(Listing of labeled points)
————————
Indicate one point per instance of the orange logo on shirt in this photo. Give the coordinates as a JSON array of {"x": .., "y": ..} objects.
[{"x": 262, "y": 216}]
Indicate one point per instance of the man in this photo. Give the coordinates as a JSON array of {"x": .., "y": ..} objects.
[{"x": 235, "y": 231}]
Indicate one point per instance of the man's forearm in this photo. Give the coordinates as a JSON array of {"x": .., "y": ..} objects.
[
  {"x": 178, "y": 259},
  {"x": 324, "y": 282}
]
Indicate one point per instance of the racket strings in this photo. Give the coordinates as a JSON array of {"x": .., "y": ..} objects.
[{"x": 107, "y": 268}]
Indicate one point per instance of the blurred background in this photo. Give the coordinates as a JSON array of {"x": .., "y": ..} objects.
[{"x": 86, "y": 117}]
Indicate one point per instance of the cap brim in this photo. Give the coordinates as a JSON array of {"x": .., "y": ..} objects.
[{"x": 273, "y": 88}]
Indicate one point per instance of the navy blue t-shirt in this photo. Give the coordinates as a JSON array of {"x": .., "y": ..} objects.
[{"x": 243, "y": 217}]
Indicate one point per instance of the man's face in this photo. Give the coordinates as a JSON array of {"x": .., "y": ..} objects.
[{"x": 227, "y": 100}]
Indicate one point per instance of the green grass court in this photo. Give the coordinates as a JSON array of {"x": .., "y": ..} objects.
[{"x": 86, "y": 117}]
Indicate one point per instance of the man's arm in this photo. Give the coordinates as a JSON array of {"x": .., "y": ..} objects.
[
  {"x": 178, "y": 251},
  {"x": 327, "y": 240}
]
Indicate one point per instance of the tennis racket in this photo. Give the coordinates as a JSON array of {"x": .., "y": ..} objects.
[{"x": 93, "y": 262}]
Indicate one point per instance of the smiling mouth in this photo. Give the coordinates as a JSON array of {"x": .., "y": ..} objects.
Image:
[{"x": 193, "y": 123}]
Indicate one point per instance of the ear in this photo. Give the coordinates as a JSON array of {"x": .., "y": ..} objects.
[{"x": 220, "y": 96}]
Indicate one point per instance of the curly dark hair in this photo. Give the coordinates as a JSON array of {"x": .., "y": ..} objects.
————————
## EXERCISE INSTRUCTIONS
Can you write out, word for word, the lines of the listing above starting at the line that contains "Indicate one point per instance of the tennis" and ending with the final line of the listing?

## RESULT OF THE EXERCISE
Indicate one point per instance of the tennis racket in this photo. Give the coordinates as a JSON array of {"x": .., "y": ..} objects.
[{"x": 93, "y": 262}]
Indicate one point per instance of the smiling mouth in this photo. Give the coordinates as a JSON array of {"x": .., "y": ..} objects.
Image:
[{"x": 193, "y": 123}]
Indicate one point per instance of the ear in this photo. Give the coordinates as a JSON array of {"x": .., "y": ..} objects.
[{"x": 220, "y": 96}]
Indicate one point per instance of the curly dark hair in this photo. Give the coordinates as a JSON array of {"x": .., "y": ..} objects.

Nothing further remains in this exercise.